Prompt: Restate verbatim the span of lines below between the line with "Target: gorilla face" and the line with "Note: point to every instance of the dirt", including those two lines, and only that span.

Records to use:
=== Section Start ===

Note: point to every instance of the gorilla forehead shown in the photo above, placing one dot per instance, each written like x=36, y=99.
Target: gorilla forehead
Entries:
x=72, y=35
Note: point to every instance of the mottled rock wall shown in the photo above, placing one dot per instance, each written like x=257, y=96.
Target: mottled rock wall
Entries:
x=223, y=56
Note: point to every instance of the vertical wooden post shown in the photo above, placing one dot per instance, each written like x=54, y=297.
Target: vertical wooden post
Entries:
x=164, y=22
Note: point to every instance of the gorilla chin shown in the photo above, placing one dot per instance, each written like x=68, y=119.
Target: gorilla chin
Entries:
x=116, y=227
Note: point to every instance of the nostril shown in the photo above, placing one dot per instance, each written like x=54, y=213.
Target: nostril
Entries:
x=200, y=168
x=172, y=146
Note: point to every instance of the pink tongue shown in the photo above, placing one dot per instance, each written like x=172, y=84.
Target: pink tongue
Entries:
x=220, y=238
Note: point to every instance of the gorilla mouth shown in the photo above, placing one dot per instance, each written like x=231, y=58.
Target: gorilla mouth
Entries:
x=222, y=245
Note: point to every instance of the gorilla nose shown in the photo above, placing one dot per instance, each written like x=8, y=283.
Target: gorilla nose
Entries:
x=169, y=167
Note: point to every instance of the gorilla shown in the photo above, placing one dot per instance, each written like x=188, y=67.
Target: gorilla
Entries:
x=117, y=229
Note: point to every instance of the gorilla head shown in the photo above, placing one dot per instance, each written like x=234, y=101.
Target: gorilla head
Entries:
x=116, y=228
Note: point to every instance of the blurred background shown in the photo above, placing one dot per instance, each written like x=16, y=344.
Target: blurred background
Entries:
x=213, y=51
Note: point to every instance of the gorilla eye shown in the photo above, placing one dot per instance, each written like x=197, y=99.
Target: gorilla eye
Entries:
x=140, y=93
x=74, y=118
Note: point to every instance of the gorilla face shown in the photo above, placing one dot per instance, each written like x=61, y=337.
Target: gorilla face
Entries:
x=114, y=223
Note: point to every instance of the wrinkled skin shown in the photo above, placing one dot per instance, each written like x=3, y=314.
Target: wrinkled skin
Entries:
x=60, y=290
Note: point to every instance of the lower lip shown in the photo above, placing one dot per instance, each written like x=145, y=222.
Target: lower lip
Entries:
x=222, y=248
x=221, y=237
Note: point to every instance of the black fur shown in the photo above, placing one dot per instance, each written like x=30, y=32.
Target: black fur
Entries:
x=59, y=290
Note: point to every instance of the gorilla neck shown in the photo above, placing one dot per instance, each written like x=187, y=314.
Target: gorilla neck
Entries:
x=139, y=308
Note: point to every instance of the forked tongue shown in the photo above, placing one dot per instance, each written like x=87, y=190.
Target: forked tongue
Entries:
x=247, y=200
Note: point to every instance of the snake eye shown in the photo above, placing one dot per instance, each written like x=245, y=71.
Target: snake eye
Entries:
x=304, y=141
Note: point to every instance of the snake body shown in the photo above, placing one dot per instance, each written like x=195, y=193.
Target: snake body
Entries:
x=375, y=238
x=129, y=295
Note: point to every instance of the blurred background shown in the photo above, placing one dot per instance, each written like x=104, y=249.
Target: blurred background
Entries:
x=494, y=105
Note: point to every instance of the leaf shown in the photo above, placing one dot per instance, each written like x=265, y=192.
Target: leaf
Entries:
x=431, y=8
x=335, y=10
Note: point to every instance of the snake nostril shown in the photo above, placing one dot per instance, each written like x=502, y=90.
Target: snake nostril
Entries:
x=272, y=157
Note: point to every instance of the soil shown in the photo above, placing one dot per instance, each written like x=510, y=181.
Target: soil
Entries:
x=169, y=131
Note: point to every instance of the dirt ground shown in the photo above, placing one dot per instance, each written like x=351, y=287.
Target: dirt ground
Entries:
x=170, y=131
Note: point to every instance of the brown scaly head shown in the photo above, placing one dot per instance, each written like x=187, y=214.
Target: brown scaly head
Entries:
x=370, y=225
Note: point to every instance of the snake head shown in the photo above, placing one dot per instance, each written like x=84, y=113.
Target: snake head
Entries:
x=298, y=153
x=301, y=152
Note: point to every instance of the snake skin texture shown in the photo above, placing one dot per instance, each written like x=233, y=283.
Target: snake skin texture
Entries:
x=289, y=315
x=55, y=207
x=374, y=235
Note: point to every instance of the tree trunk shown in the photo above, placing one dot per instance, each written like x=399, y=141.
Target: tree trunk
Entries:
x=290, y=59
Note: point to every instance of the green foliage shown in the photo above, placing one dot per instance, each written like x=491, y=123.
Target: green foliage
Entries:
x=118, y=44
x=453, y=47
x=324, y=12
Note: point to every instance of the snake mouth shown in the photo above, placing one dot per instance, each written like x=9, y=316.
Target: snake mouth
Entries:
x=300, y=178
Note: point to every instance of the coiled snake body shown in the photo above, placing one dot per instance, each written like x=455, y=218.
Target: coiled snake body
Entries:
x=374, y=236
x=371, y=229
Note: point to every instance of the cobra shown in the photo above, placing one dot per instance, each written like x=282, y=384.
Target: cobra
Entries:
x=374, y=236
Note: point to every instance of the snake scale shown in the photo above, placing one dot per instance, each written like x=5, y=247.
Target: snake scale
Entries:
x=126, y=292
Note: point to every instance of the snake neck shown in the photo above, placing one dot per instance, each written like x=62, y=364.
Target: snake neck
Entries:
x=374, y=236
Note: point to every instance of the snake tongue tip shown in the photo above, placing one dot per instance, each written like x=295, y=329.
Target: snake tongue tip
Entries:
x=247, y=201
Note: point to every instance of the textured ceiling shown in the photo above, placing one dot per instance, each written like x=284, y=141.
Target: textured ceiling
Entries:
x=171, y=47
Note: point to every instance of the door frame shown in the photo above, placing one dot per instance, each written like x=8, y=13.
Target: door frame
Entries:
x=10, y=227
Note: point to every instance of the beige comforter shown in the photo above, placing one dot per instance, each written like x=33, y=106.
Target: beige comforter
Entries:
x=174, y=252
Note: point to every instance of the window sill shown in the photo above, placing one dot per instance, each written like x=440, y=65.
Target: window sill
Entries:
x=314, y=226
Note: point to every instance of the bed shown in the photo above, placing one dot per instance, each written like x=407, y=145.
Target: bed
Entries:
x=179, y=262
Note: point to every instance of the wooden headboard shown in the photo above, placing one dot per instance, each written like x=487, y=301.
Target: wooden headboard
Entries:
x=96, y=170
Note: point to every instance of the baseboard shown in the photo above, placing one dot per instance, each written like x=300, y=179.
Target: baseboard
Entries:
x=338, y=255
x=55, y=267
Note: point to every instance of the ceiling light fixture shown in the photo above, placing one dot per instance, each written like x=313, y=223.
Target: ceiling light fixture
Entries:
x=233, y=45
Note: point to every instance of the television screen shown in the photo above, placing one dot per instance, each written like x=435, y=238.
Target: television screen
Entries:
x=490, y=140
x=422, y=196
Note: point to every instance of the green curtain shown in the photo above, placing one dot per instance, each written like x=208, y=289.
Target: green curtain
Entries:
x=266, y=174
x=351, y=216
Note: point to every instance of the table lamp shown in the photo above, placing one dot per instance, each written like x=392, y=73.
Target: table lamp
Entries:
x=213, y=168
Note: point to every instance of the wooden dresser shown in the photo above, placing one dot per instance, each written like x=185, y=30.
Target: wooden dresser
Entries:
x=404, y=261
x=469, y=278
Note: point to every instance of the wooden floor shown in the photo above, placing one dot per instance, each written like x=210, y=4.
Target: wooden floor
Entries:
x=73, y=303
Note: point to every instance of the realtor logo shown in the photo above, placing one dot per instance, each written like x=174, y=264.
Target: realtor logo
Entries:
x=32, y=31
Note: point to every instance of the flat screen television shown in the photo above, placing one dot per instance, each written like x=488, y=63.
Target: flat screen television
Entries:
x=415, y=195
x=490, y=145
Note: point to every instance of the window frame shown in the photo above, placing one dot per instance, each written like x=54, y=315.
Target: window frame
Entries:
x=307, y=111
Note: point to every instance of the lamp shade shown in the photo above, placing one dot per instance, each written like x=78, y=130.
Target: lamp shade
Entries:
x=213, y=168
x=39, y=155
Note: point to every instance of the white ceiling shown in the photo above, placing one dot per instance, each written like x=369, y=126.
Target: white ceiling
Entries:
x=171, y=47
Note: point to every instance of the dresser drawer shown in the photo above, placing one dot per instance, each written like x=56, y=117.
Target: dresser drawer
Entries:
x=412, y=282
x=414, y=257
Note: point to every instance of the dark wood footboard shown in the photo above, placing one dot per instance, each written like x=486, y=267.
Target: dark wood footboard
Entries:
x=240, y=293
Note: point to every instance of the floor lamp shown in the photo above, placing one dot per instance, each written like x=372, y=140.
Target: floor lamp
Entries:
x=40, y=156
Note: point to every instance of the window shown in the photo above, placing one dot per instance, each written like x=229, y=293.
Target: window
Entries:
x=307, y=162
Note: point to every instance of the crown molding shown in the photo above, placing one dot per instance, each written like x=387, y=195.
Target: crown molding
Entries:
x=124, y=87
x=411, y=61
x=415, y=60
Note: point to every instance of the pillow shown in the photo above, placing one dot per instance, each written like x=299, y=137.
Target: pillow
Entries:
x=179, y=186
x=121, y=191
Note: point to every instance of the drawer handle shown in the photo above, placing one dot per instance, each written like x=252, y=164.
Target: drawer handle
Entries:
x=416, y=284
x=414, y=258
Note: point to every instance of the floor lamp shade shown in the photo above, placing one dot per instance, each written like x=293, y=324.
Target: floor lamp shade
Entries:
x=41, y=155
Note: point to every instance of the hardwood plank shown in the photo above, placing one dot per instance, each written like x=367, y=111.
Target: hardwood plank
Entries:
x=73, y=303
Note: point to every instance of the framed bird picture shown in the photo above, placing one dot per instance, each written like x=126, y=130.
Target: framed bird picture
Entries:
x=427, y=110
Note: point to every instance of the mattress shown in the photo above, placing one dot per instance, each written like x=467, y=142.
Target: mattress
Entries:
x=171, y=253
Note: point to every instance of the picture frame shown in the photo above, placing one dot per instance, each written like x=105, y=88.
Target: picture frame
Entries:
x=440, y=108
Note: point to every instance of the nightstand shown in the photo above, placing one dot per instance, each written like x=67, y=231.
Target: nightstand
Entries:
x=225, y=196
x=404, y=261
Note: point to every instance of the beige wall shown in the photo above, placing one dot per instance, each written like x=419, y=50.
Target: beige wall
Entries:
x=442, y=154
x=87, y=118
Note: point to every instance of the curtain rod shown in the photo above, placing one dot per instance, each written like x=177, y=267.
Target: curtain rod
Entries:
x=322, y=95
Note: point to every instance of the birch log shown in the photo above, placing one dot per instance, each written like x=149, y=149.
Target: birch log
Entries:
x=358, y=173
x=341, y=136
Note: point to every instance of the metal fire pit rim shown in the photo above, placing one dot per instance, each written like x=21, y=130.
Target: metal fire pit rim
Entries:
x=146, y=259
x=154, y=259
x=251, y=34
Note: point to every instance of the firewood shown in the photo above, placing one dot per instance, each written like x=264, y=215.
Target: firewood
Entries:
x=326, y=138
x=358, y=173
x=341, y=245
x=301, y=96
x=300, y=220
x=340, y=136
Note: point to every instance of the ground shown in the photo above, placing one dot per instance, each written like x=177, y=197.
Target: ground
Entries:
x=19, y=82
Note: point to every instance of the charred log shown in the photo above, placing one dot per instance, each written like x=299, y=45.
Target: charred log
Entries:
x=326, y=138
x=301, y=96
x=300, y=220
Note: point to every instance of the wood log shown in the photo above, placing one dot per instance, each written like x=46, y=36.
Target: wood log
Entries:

=== Section End ===

Exercise response:
Target: gorilla face
Entries:
x=114, y=223
Note: point to every instance of the wrinkled skin shown in the photo above, placing one dot per instance, each written like x=3, y=314.
Target: wrinkled skin
Entries:
x=60, y=290
Note: point to every instance of the lower lip shown in the photo above, placing one dot per instance, each written like x=145, y=222.
Target: lower lip
Entries:
x=222, y=248
x=221, y=237
Note: point to every instance of the black fur shown in the photo above, placing one dot per instance, each written like x=30, y=32.
Target: black fur
Entries:
x=59, y=290
Note: point to every instance of the gorilla neck shown in the photo above, placing one dot per instance, each written like x=187, y=314.
Target: gorilla neck
Entries:
x=139, y=308
Note: point to every instance of the forked tongue shown in the photo above, placing one dot per instance, each written like x=87, y=190.
Target: forked tongue
Entries:
x=247, y=200
Note: point to every instance of the snake eye shown in the photo above, placing one dot per instance, each written like x=245, y=71.
Target: snake eye
Entries:
x=304, y=141
Note: point to every instance of the snake body shown in the photo above, placing one dot per instance, each written like x=195, y=193.
Target: snake body
Entries:
x=375, y=238
x=129, y=295
Note: point to every instance of the blurred background shown in the photo above, placing one dot per instance, each written like x=104, y=249.
Target: blurred background
Entries:
x=494, y=105
Note: point to every instance of the leaf shown in the photo above, placing one dot per instance, each written like x=265, y=192.
Target: leaf
Entries:
x=431, y=8
x=335, y=10
Note: point to every instance of the snake nostril shown in the photo above, placing one dot per instance, each written like x=502, y=90.
Target: snake nostril
Entries:
x=272, y=157
Note: point to every instance of the soil shown in the photo above, placing one dot per instance, each written like x=510, y=181.
Target: soil
Entries:
x=169, y=131
Note: point to every instance of the dirt ground shown in the photo above, placing one dot per instance, each written like x=351, y=287.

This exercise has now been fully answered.